> _Aim_:
Count the lines in the records below that contain the word "hedge", and reply with that number only.

> _Dataset content_:
########################################

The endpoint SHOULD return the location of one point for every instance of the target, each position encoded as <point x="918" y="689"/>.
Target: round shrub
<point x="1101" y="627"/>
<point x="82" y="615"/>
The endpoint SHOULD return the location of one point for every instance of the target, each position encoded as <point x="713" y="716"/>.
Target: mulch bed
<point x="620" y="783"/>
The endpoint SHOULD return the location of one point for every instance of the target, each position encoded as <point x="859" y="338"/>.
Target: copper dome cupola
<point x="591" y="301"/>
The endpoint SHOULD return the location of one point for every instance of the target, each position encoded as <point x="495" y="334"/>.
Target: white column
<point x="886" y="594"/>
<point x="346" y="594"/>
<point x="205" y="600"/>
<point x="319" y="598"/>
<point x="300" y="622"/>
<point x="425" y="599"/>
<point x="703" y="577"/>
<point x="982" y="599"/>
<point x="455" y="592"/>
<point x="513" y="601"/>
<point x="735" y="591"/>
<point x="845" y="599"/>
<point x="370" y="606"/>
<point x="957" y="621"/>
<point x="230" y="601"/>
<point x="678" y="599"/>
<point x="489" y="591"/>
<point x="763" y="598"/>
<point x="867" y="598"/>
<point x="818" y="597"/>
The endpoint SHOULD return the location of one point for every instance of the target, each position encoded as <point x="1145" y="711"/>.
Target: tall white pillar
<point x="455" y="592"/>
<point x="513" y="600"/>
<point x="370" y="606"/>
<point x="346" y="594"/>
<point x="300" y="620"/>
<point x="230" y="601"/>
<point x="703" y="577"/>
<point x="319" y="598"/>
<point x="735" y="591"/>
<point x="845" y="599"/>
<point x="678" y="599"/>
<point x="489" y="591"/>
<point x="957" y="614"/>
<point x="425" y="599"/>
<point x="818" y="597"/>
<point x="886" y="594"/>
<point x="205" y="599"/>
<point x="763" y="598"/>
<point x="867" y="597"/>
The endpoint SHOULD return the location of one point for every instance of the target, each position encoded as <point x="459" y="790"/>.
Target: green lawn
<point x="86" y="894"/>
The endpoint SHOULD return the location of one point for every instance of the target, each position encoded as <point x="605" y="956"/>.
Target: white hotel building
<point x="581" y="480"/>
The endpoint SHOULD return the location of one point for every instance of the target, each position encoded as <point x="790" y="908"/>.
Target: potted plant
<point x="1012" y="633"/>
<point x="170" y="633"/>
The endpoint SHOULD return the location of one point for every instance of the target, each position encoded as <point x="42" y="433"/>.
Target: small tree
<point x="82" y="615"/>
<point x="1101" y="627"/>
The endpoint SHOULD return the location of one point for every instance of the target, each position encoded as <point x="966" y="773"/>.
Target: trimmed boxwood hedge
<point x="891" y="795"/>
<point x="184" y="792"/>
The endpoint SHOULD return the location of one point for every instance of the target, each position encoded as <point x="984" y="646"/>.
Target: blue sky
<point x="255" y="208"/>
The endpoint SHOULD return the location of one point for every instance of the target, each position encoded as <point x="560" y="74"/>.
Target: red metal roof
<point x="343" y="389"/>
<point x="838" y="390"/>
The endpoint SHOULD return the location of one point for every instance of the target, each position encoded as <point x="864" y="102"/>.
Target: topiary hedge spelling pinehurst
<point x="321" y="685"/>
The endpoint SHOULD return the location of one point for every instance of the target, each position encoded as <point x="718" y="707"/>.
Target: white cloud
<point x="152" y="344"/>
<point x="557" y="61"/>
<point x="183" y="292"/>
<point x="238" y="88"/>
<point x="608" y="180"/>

########################################

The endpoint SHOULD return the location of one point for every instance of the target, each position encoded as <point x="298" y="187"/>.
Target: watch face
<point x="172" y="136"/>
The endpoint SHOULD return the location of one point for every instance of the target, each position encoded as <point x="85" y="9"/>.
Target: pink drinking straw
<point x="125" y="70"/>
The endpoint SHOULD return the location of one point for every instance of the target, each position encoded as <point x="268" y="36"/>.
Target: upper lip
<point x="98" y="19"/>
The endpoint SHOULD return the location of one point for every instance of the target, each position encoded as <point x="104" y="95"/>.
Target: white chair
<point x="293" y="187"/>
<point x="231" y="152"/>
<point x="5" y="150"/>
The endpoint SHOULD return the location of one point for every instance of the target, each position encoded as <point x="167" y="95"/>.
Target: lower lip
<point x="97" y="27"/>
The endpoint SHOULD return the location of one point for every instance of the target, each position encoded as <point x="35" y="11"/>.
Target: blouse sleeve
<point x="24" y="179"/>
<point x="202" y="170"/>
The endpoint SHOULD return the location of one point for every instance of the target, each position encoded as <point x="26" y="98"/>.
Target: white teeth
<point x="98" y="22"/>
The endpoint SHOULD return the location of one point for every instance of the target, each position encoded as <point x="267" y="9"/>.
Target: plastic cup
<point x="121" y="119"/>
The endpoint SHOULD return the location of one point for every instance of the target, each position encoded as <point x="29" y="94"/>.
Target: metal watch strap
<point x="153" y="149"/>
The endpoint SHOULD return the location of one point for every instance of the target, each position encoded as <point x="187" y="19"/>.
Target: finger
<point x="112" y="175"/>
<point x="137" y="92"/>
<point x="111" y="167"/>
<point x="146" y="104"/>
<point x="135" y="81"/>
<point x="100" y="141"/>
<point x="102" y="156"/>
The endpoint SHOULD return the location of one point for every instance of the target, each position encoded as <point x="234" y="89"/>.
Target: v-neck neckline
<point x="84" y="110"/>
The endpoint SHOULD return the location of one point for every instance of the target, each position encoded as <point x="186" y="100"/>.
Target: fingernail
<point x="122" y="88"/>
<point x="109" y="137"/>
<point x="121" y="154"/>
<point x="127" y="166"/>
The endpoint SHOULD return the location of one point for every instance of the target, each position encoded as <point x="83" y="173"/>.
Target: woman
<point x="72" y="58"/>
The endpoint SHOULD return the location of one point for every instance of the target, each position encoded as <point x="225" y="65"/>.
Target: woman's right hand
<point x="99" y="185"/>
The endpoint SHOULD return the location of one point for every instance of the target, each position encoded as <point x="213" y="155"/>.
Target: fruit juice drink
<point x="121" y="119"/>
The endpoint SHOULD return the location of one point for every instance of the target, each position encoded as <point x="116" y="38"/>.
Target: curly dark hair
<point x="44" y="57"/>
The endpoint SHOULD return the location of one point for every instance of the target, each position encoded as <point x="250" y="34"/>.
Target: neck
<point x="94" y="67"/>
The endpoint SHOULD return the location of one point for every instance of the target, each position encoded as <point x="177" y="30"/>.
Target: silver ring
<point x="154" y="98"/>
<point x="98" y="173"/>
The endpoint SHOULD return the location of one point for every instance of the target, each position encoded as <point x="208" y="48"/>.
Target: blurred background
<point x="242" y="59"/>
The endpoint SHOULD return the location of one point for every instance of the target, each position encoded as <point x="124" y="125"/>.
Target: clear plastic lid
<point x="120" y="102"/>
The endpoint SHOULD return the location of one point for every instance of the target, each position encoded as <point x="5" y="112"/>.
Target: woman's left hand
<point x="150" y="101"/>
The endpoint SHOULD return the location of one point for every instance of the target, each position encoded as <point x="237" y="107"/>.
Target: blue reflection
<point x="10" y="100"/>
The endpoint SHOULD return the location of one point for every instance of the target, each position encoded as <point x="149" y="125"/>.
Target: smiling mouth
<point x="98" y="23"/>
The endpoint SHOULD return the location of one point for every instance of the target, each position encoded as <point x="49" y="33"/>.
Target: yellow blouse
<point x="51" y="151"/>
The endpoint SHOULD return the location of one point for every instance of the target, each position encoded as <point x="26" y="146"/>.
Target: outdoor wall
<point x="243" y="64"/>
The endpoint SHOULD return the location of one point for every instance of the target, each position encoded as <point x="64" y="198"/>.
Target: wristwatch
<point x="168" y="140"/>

########################################

> _Task response_:
2